# TÂCHE COURTE:
Citez mot pour mot le passage du texte sur la retraite annuelle qui commence par « Chapitre pour le » et se poursuit jusqu'à « chrétienne et monastique. ».

# TEXTE À LIRE:
"""
Chapitre pour le 10 mai 2015

Abbaye de Scourmont

 

 

Retraite annuelle

 

          Saint Benoît dit que toute la vie du moine devrait être conforme à la discipline du carême ; mais puisqu’on n’atteint jamais cet idéal il faut nous efforcer durant le carême, non pas de faire des choses spéciales, mais bien de vivre plus intensément et plus profondément les éléments essentiels de notre vie chrétienne et monastique.

 

          On peut dire la même chose de la « retraite annuelle ».    En effet la vie du moine est une sorte de retraite continuelle.  Nous devrions être constamment « retirés » (c’est le sens du mot retraite) des affaires du monde pour être consacrés à une constante recherche contemplative de Dieu.

         

          La « retraite annuelle » n’est pas une pratique connue de la grande tradition monastique. C’est une pratique qui s’est développée au cours des derniers siècles dans les Congrégations apostoliques puis dans le clergé séculier.  Il s’agit pour eux de cesser pour quelques jours leur activité apostolique habituelle pour se consacrer plus intensément à la prière. Même si cette pratique nous est désormais prescrite par le droit, comme à tout religieux, elle a pour nous un sens différent.   Ce doit être pour nous le temps d’observer d’une façon plus intense et plus sérieuse ce qui doit faire la trame de notre vie contemplative tout au long de notre vie : Fidélité à la lectio et à la prière personnelle ; fidélité à l’Office divin, en nous efforçant d’y arriver en temps.  Silence dans les cloîtres, au réfectoire, dans les chambres, etc.
"""
# EXTRAIT DU DOCUMENT:
"""
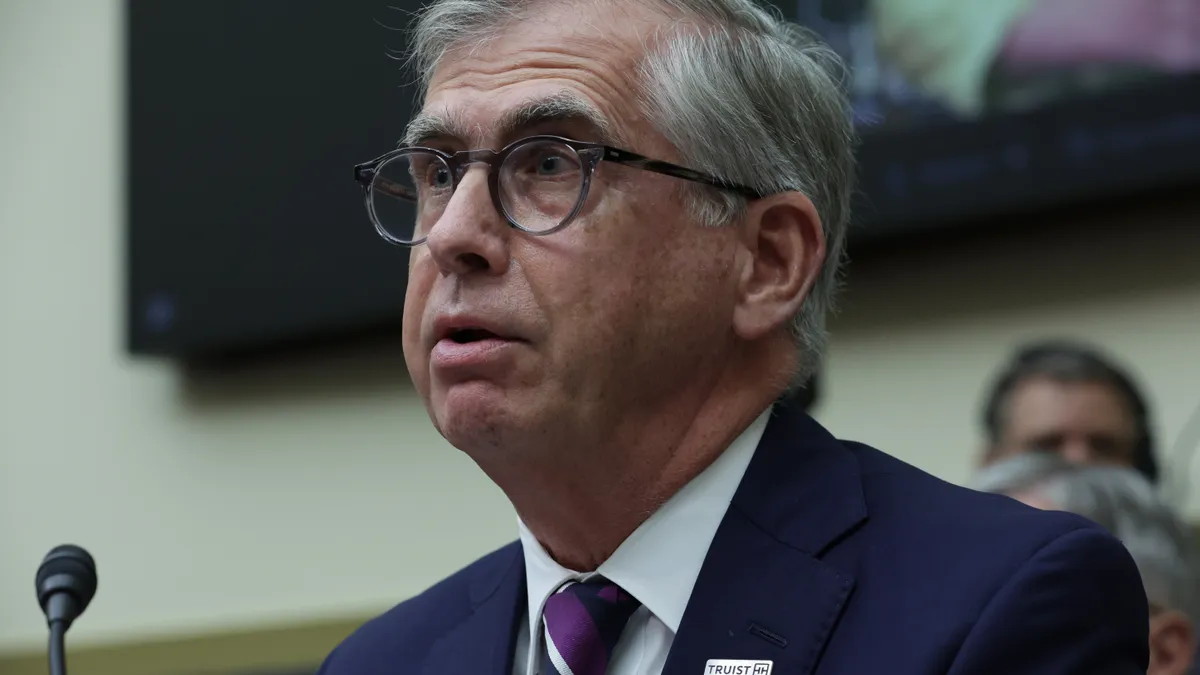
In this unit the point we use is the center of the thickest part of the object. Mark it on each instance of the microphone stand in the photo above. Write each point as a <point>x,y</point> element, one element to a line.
<point>58,652</point>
"""
# RÉSULTAT DE LA TÂCHE:
Chapitre pour le 10 mai 2015

Abbaye de Scourmont

 

 

Retraite annuelle

 

          Saint Benoît dit que toute la vie du moine devrait être conforme à la discipline du carême ; mais puisqu’on n’atteint jamais cet idéal il faut nous efforcer durant le carême, non pas de faire des choses spéciales, mais bien de vivre plus intensément et plus profondément les éléments essentiels de notre vie chrétienne et monastique.